> **WHAT IS REQUIRED**:
Reproduce word for word the passage of the cricket interview that opens with "I think that's more" and closes with "coverage for it.".

> **SOURCE DOCUMENT**:
I was going to ask - I know you're a professional speaker, is that right?

- Nick Compton

I do bits, i have got a mentor over here. I've enjoyed the media, I've always enjoyed talking and being in front of screen. My Dad was a TV presenter, as a wildlife presenter in South Africa. So I have kind of some of those attributes. I think my Mum was a journalist as well.

- Alex Payne

Where are you on the journey of where you want to get to in terms of media?

- Nick Compton

 Good question, I'm on the journey. I've realized that the media world and coming out of sport is a difficult one when you think of what a part it played in my life. I think from waking up in the morning to thinking about what I was going to eat for breakfast and what next session I was going to do and how I was going to prepare for the next game... I mean that was kind of all my mind thought about. And even in winters when it wasn't the cricket season my mind was thinking 'how am I going to be better for the next summer?' and 'what do I need to do?' and 'where do I need to go and play?' and I think that that was kind of what I hung onto. I think now that that's gone it has left a huge gap and it's it has been difficult, I can feel myself trying to find that adrenaline rush, trying to find that sense of purpose which perhaps isn't there. And I might never live up to those sort of heights. Playing in an England shirt walking through the long room with Alastair Cook in front of you, I've got to be honest, that probably won't happen again. Certainly that won't happen again in terms of that feeling.  I think that's what has been difficult to come to terms with. I think with the media, it's the purpose and I think from a media point of view I'd like to become a good presenter, a good media personality, potentially. But again I'm realizing that it's a tough game. It's hard work and you know the same attributes that I put into my cricket are going to have to be put in elsewhere. I've been doing a bit of photography as well which is a passion. I did an exhibition last year and I feel that that's a talent that I potentially possess, but again it needs to be harnessed. You need to find your market and to find out what type of photography you want to do, so there's picking something and going forward with it. I think at the moment in some ways it's probably best not to give myself too hard of a time. I think trying different things is important. As long as I don't keep going around in circles for too long. Trying to work out what is next is important and I don't want to confine myself to just taking the first job that's out there. But sometimes you always have that luxury. 

- Alex Payne

I think that's more and more of a thing for our generation, that is that you will have to have multiple strings to your bow. You know, one career for your whole life, I don't think our generation will have that luxury of starting at 18 and leaving at 65. Your story is fascinating given the family and what you've achieved personally in the sports field and  the fact that you're heading into the media. The content creation and the photography as well - tell me a bit more about the exhibition that you did because you had some amazing coverage for it.

> **Coordinate annotation entries**:
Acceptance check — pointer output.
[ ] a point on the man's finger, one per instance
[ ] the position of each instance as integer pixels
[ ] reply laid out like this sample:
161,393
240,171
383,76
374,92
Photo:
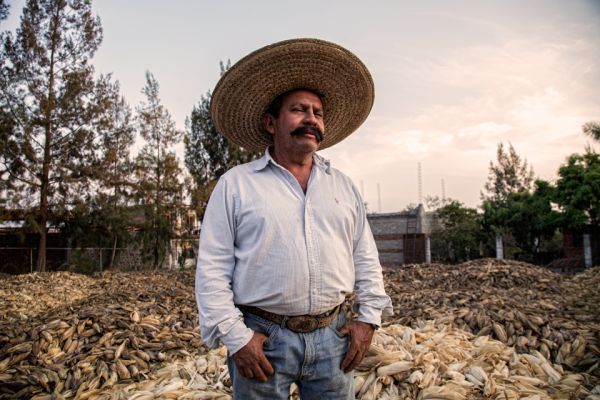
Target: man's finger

> **OUTPUT FOR THIS TASK**:
I think that's more and more of a thing for our generation, that is that you will have to have multiple strings to your bow. You know, one career for your whole life, I don't think our generation will have that luxury of starting at 18 and leaving at 65. Your story is fascinating given the family and what you've achieved personally in the sports field and  the fact that you're heading into the media. The content creation and the photography as well - tell me a bit more about the exhibition that you did because you had some amazing coverage for it.